→ **WHAT IS NEEDED**
From the line containing "Exercise. Pin every instance of the upper" to the end of the listing, write out every line exactly; leave out everything else.

→ **Point annotation records**
--- start ---

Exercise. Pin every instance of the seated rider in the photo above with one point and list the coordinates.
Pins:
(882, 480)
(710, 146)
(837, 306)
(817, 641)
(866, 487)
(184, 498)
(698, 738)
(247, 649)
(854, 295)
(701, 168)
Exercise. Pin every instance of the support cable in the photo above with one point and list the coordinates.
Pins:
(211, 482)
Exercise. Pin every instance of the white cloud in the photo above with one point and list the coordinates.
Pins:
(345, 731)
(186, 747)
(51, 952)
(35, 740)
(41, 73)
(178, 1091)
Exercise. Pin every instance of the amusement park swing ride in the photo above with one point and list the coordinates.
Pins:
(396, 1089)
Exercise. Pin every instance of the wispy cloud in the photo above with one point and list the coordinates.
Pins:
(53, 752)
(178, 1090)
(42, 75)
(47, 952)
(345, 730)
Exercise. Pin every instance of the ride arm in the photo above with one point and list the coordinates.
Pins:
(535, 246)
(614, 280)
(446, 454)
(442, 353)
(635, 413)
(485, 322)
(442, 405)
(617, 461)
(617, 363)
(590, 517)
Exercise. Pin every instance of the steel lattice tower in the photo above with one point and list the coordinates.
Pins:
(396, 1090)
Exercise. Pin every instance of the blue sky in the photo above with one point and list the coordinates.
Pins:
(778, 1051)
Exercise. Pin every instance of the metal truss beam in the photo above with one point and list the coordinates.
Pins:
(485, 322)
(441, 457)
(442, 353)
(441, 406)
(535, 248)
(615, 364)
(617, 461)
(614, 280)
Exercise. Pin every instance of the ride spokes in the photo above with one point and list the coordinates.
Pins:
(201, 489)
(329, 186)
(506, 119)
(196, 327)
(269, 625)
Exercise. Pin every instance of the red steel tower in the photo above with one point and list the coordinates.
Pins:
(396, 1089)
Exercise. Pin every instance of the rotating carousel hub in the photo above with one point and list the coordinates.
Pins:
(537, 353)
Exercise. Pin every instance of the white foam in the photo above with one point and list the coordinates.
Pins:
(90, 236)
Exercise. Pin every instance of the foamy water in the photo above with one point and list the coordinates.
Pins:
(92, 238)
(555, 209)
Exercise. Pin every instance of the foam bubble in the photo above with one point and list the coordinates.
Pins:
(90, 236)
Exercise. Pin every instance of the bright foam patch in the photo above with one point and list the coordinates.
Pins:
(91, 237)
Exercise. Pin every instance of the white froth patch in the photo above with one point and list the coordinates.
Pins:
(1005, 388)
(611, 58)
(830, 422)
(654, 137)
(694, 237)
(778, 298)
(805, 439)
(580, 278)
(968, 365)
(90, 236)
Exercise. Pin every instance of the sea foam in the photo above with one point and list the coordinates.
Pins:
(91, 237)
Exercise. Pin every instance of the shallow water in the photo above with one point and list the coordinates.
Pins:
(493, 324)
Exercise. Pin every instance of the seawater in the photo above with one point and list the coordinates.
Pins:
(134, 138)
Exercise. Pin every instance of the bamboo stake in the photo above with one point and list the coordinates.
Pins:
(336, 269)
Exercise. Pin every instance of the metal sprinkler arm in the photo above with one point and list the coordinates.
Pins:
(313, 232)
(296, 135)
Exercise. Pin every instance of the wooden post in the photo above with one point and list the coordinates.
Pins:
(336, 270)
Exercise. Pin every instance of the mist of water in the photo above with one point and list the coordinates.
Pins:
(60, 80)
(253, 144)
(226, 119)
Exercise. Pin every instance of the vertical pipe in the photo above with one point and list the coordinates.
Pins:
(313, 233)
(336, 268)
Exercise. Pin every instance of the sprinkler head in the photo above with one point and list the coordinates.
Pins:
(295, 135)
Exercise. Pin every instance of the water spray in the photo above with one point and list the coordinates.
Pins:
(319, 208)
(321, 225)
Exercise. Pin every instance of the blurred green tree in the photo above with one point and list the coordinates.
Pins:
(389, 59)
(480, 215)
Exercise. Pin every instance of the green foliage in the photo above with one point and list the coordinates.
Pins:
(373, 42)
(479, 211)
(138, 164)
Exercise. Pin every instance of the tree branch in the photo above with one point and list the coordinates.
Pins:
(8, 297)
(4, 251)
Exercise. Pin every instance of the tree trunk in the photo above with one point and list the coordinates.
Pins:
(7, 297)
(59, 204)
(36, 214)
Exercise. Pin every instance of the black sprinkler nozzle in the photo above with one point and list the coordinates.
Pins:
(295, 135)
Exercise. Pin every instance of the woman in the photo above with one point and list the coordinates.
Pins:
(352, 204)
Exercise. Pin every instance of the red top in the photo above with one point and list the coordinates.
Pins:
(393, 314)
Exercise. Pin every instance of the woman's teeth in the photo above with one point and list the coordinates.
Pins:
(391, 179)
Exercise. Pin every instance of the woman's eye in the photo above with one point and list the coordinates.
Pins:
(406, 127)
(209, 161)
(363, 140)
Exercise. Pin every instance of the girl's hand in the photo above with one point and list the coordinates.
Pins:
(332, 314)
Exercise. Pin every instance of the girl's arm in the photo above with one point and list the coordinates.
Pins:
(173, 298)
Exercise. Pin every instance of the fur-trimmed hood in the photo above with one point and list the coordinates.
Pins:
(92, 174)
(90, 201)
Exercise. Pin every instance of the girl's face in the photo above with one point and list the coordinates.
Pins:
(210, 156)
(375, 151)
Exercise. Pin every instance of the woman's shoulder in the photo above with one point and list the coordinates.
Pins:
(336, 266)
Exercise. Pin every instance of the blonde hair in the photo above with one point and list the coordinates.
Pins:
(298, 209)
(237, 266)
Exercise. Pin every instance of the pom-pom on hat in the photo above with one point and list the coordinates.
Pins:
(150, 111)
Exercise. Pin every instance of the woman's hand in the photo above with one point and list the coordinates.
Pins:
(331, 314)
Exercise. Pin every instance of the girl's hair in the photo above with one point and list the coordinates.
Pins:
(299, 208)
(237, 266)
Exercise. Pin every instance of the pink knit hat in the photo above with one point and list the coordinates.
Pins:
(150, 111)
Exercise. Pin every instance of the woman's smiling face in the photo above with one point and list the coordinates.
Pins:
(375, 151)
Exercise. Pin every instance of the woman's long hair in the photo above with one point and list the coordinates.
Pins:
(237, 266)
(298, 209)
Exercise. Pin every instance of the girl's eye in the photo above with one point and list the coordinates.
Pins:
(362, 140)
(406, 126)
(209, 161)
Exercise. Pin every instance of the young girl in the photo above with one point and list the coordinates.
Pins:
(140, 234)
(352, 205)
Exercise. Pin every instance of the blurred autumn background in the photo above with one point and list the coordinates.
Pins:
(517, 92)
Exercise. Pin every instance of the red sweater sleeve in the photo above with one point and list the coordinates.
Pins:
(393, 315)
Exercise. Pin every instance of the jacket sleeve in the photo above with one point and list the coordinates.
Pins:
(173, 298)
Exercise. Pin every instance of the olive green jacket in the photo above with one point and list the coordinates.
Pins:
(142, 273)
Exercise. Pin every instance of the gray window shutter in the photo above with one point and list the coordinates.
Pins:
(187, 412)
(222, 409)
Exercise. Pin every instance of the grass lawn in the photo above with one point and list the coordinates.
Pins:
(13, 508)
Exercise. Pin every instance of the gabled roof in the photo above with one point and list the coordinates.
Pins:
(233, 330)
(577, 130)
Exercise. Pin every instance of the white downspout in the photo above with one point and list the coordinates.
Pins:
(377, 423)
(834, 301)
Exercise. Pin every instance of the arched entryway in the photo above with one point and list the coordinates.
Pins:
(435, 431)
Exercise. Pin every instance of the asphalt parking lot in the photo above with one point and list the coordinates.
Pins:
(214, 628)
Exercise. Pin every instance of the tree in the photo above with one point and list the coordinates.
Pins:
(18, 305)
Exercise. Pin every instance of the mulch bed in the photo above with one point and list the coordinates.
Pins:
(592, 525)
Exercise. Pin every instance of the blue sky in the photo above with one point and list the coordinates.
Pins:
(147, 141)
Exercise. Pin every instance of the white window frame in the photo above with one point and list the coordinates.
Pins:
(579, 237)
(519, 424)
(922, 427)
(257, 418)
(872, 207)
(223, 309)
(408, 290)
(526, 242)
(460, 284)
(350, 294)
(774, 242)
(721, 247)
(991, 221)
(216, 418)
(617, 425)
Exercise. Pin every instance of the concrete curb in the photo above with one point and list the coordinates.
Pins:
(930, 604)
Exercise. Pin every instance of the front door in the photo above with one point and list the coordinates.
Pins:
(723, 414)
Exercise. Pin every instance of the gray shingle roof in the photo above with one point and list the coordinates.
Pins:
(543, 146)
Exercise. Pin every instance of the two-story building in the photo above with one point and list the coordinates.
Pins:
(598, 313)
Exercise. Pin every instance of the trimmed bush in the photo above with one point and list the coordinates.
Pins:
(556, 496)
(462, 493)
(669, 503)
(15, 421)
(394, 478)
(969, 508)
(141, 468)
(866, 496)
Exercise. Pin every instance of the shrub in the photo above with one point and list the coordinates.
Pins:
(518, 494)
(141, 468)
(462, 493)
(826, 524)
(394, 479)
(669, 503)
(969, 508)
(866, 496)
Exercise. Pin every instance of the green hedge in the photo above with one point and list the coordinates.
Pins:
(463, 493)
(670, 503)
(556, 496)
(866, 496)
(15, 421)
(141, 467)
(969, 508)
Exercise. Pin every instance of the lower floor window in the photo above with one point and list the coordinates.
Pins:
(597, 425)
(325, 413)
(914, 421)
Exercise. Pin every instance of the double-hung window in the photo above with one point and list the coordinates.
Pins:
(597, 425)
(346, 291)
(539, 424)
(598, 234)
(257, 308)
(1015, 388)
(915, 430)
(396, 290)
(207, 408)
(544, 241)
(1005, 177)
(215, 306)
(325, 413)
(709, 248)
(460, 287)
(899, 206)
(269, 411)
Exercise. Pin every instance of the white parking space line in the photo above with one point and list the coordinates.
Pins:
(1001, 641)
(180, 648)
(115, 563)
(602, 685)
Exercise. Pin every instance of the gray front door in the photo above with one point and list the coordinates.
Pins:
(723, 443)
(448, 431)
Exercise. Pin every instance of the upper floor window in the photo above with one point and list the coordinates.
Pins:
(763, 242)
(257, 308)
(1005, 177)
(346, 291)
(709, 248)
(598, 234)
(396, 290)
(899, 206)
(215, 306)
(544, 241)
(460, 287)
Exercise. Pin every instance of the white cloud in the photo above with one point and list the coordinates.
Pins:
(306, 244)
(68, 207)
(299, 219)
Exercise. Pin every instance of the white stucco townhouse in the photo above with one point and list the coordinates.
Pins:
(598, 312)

--- end ---

→ **EXPECTED OUTPUT**
Exercise. Pin every instance of the upper floor window in the photo above with one point and list the coordinates.
Pins:
(763, 242)
(257, 308)
(1005, 177)
(346, 291)
(709, 248)
(598, 234)
(396, 290)
(899, 206)
(215, 306)
(544, 241)
(460, 287)
Exercise. Pin every instance of the white cloud in the photo above with one point and list the coordinates.
Pins:
(306, 244)
(68, 207)
(299, 219)
Exercise. Pin every instance of the white stucco townhouse in the photo above with one point and list the coordinates.
Pins:
(598, 312)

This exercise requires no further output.